What this task involves. Return the records below from the line containing "of the glazed" onward, exactly, through and including the last line.

Given entries.
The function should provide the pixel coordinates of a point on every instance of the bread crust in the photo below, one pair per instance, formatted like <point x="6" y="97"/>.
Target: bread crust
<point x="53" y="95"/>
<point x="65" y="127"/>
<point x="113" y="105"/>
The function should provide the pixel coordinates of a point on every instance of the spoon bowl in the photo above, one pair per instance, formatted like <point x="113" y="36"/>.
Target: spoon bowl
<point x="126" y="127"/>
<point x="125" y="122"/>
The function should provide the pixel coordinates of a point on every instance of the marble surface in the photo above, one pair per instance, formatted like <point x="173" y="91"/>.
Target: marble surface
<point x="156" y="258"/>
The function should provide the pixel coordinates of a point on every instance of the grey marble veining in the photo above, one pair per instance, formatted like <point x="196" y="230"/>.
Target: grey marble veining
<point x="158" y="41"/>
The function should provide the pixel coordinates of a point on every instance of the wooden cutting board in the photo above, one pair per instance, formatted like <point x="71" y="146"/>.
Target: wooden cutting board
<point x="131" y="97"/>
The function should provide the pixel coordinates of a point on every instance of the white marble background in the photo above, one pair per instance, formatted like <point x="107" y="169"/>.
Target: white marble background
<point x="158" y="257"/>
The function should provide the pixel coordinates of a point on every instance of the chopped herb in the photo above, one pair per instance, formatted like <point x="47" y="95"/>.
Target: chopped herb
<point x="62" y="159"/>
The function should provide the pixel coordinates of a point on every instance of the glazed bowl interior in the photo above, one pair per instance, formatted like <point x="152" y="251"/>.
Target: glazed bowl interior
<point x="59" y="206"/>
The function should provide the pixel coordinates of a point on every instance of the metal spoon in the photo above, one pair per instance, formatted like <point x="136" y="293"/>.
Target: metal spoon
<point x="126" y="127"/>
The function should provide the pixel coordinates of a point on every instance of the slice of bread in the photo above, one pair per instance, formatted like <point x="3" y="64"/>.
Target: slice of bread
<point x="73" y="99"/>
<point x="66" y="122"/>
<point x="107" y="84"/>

In response.
The function should provide the pixel coordinates of a point on every instance of the glazed bowl interior in the photo above, one pair per instance, formatted like <point x="152" y="251"/>.
Target: glazed bowl interior
<point x="59" y="206"/>
The function should provide the pixel coordinates of a point on every instance of the metal spoon in the photo above, one pair per instance, formatted like <point x="136" y="293"/>.
Target: metal spoon
<point x="126" y="127"/>
The function should provide the pixel coordinates of a point on every instance of the slice of bread in the photo above, one pair per instance, formatted like <point x="3" y="64"/>.
Target: slice of bread
<point x="73" y="99"/>
<point x="66" y="122"/>
<point x="107" y="84"/>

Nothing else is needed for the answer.